(Dataset rows)
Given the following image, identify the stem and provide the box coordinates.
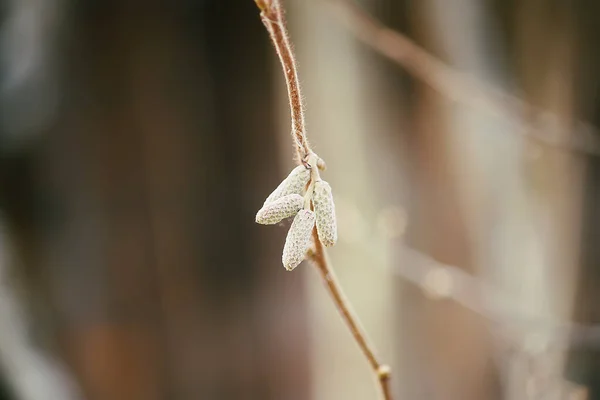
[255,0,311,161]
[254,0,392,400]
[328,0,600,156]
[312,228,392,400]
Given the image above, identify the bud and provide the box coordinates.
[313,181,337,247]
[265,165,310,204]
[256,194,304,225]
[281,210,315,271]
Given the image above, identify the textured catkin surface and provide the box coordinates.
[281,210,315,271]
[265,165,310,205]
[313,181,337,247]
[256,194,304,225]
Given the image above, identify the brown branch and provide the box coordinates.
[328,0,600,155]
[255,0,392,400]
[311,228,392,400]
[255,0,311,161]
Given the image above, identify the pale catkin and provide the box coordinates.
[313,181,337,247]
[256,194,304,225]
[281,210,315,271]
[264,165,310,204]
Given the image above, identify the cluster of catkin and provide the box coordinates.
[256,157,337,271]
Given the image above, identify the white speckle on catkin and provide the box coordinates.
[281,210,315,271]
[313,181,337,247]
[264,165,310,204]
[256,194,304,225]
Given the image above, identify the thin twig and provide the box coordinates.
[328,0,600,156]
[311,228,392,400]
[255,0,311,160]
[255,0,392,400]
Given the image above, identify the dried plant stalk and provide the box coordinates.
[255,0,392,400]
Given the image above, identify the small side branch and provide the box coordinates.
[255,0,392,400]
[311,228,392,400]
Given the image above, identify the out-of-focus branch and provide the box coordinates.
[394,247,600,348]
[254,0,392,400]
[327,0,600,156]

EXERCISE DIRECTIONS:
Could you scale every bounding-box coordinate by 0.95 in the data between the line holding "Given the image above, identify the textured" and the line holding "[256,157,337,271]", inclusive, rounding to whole numbers with halves rounded up? Write out every line of that stretch again, leaving all other wording as it is.

ANSWER TO THE TASK:
Given the image above, identify the textured catkin surface and provide the box coordinates.
[267,200,299,257]
[252,157,295,195]
[297,172,320,235]
[243,184,289,214]
Given the image above, identify the brown branch and provide the box coordinates.
[312,0,570,147]
[242,0,372,380]
[295,217,372,380]
[242,0,295,153]
Given the image above, identify the pale catkin and provide the box coordinates.
[297,172,320,235]
[243,184,289,214]
[267,200,299,257]
[251,157,295,194]
Given the image above, identify the cluster of catkin and provide the box coordinates.
[243,149,320,257]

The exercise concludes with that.